It seems that in our circle, my dear friends, perhaps particularly in our circle, we often have to begin by working our way through to a fully unprejudiced position. For in spite of the fact that the Bhagavad Gita has been known for so short a time in the West, yet its holiness has so taken our hearts by storm, so to say, that we are inclined to approach it from the start with this feeling of holiness without making it clear to ourselves what the starting-point of the poem really is. Let us for once place this before us quite dispassionately, perhaps even a little grotesquely.
A poem is here before us that from the very first sets us in the midst of a wild and stormy battle. We are introduced to a scene of action that is hardly less wild than that into which Homer straightway places us in the Iliad. We go further and are confronted in this scene with something which Arjuna — one of the foremost, perhaps the foremost of the personalities in the Song — feels from the start to be a fratricidal conflict. He comes before us as one who is horror-stricken by the battle, for he sees there among the enemy his own blood relations. His bow falls from his grasp when it becomes clear to him that he is to enter a murderous strife with men who are descended from the same ancestors as himself, men in whose veins flows the same blood as his own. We almost begin to sympathize with him when he drops his bow and recoils before the awful battle between brothers.
Then before our gaze arises Krishna, the great spiritual teacher of Arjuna, and a wonderful, sublime teaching is brought before us in vivid colors in such a way that it appears as a teaching given to his pupil. But to what is all this leading? That is the question we must first of all set before us, because it is not enough just to give ourselves up to the holy teaching in the words of Krishna to Arjuna. The circumstances of its giving must also be studied. We must visualize the situation in which Krishna exhorts Arjuna not to quail before this battle with his brothers but take up his bow and hurl himself with all his might into the devastating conflict. Krishna's teachings emerge amid the battle like a cloud of spiritual light that at first is incomprehensible, and they require Arjuna not to recoil but to stand firm and do his duty in it. When we bring this picture before our eyes it is almost as though the teaching becomes transformed by its setting. Then again this setting leads us further into the whole weaving of the Song of the Mahabharata, the mighty song of which the Bhagavad Gita is only a part.
The teaching of Krishna leads us out into the storms of everyday life, into the wild confusion of human battles, errors, and earthly strife. His teaching appears almost like a justification of these human conflicts. If we bring this picture before us quite dispassionately, perhaps the Bhagavad Gita will suggest to us altogether different questions from those that arise when — imagining we can understand them — we alight upon something similar to what we are accustomed to find in ordinary works of literature. So it is perhaps necessary to point first to this setting of the Gita in order to realize its world-historic significance, and then be able to see how it can be of increasing and special significance in our own time.

Coordinate annotation data
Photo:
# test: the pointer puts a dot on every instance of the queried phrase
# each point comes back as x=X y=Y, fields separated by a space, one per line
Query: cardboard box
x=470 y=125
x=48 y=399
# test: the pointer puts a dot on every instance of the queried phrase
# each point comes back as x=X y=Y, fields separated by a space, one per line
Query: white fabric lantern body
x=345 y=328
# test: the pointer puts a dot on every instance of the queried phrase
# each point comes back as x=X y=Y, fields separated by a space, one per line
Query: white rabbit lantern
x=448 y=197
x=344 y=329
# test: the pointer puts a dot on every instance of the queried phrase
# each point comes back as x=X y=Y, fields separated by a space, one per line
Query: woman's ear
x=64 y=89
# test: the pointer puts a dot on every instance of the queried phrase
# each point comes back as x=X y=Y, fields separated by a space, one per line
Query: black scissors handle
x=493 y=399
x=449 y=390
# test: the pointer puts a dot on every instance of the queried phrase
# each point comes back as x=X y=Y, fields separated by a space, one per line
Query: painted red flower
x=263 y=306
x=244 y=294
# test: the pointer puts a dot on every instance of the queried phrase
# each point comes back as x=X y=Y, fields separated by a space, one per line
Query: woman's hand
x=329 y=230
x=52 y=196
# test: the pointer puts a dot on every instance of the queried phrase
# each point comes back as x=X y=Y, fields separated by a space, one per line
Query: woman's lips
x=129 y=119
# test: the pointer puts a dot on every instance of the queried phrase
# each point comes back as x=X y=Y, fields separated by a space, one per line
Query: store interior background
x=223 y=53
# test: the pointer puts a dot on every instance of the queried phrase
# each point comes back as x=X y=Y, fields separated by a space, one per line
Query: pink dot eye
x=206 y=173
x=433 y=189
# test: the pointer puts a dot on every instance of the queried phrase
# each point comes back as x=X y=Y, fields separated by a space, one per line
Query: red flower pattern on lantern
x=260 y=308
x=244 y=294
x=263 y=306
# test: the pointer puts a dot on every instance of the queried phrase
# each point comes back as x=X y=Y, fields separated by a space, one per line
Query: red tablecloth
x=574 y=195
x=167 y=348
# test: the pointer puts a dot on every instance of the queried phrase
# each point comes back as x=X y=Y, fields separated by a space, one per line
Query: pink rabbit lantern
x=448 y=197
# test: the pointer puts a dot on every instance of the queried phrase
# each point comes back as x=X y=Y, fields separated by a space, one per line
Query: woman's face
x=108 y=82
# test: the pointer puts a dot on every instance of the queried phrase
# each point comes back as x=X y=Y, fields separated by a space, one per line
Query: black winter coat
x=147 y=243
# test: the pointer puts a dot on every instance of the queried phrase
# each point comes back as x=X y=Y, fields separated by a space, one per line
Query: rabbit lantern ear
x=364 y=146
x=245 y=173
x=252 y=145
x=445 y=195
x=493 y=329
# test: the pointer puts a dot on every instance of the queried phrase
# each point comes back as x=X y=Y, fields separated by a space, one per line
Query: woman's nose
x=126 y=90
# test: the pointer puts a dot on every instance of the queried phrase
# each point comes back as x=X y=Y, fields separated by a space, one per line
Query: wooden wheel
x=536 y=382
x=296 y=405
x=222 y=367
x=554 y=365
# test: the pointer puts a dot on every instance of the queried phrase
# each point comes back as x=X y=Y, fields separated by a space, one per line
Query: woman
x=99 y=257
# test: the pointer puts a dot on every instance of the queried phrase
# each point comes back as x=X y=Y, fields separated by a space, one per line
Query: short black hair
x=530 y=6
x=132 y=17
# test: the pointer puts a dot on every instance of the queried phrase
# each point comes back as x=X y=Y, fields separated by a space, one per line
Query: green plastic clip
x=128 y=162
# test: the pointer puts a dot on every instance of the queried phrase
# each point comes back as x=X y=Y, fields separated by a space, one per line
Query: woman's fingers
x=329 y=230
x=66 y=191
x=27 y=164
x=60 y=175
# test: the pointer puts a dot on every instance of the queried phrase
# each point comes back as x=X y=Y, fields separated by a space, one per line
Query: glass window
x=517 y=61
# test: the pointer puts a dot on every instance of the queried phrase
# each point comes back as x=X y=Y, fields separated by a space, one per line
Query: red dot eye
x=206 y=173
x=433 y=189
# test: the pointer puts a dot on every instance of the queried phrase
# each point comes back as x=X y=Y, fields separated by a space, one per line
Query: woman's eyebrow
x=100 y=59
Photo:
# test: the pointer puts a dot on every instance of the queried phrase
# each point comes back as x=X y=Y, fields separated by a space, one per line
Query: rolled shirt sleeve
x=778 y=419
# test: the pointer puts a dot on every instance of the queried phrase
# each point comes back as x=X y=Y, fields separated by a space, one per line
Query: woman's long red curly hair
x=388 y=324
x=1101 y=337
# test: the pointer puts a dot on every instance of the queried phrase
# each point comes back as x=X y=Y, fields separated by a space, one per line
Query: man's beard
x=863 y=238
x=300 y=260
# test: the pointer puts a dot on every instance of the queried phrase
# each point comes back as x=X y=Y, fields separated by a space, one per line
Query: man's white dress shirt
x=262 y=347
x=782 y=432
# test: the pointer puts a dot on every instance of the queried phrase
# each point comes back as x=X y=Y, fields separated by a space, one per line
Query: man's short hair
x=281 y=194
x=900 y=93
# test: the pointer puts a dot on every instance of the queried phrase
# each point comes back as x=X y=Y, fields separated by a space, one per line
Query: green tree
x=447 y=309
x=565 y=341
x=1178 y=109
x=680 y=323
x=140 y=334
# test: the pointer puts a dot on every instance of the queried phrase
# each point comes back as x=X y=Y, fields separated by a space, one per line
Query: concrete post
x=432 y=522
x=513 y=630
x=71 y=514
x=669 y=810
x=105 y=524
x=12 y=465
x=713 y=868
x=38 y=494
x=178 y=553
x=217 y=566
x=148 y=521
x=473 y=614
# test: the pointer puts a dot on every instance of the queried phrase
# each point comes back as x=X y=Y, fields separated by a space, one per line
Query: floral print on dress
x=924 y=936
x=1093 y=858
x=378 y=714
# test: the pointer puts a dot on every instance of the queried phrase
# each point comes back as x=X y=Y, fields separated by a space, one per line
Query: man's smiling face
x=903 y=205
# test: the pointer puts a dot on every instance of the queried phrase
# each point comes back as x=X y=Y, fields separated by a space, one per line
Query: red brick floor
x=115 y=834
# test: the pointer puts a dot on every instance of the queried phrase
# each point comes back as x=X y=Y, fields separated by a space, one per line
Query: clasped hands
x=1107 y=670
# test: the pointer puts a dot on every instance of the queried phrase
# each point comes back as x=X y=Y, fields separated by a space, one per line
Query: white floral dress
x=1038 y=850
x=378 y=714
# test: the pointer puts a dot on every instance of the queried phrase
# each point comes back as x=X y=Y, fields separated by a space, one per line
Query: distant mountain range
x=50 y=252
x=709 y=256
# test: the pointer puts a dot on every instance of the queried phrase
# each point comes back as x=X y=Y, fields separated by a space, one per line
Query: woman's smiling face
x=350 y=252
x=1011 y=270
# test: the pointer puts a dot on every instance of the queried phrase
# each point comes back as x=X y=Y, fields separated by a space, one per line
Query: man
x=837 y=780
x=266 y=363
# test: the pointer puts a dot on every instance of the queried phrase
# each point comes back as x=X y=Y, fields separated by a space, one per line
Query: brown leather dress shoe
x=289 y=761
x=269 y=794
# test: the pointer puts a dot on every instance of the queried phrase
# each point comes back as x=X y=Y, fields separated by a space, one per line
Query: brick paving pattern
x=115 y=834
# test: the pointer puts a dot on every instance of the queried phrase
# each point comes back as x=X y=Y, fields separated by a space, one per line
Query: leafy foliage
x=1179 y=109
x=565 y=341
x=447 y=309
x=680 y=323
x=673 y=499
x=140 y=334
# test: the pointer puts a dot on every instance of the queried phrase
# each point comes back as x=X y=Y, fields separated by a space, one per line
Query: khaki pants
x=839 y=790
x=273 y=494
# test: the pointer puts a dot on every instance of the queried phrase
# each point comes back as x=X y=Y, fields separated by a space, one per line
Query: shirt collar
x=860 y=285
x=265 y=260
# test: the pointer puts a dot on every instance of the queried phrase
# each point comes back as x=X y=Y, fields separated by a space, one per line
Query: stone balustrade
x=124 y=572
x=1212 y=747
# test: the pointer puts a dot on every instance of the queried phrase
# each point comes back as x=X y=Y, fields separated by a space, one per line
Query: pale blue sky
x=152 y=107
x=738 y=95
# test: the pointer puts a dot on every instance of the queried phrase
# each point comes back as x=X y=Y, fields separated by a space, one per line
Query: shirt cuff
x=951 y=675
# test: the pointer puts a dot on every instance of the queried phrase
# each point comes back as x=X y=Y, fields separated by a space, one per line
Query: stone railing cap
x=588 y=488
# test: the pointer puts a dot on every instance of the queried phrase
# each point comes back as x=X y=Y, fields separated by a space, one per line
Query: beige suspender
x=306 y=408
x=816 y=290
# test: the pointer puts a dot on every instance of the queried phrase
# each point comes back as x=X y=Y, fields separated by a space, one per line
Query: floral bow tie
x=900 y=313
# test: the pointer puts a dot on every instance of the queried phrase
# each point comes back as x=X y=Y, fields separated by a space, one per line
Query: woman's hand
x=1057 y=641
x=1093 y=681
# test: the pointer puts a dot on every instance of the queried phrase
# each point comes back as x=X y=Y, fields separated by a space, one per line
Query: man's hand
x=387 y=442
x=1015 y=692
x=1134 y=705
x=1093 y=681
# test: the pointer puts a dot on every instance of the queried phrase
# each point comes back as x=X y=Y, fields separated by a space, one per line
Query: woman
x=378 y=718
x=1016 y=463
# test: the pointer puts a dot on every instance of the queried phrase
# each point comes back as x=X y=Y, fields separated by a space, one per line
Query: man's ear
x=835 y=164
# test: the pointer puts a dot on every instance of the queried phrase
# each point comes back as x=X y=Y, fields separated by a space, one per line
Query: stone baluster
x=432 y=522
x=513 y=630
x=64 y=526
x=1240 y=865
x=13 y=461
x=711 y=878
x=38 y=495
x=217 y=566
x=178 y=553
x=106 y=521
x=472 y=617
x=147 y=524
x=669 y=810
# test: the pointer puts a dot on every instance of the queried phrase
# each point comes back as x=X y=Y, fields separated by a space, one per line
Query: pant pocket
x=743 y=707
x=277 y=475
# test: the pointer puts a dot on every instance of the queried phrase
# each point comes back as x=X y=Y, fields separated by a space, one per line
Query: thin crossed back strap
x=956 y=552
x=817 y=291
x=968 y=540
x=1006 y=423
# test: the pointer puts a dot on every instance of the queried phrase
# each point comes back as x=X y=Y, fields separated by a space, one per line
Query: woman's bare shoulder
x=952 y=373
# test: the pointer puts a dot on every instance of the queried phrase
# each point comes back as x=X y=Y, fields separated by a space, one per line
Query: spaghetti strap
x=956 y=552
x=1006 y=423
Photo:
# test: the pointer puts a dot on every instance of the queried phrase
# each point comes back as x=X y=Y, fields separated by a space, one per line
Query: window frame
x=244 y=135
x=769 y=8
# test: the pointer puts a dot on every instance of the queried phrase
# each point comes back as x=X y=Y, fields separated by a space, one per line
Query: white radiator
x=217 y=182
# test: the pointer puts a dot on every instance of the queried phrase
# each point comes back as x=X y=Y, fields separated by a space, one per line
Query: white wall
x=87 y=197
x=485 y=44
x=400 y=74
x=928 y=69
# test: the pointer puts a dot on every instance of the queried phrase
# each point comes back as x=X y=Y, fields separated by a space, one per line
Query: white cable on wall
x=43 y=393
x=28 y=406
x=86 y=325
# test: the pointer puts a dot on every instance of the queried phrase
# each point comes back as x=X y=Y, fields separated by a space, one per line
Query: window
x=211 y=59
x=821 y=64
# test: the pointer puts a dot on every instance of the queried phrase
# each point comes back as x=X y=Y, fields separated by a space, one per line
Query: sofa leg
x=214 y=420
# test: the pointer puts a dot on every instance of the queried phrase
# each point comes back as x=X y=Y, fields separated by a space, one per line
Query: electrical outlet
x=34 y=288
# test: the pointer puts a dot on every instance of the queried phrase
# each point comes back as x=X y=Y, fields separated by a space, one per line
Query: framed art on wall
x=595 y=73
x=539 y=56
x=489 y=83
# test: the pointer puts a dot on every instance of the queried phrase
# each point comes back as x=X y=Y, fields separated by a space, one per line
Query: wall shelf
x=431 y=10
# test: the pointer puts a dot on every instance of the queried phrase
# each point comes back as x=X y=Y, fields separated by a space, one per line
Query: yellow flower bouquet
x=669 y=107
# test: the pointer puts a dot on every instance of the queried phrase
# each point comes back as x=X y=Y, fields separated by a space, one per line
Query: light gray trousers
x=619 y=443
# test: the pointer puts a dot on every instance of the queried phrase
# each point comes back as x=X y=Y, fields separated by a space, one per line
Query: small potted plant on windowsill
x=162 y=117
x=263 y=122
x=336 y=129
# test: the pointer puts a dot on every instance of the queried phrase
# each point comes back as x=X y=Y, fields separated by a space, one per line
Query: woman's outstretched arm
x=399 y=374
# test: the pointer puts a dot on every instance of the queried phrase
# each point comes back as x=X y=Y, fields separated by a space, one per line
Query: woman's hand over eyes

■ Instructions for the task ■
According to the excerpt on the Bhagavad Gita, of what larger song is the Bhagavad Gita only a part?

■ Solution to the problem ■
The Song of the Mahabharata.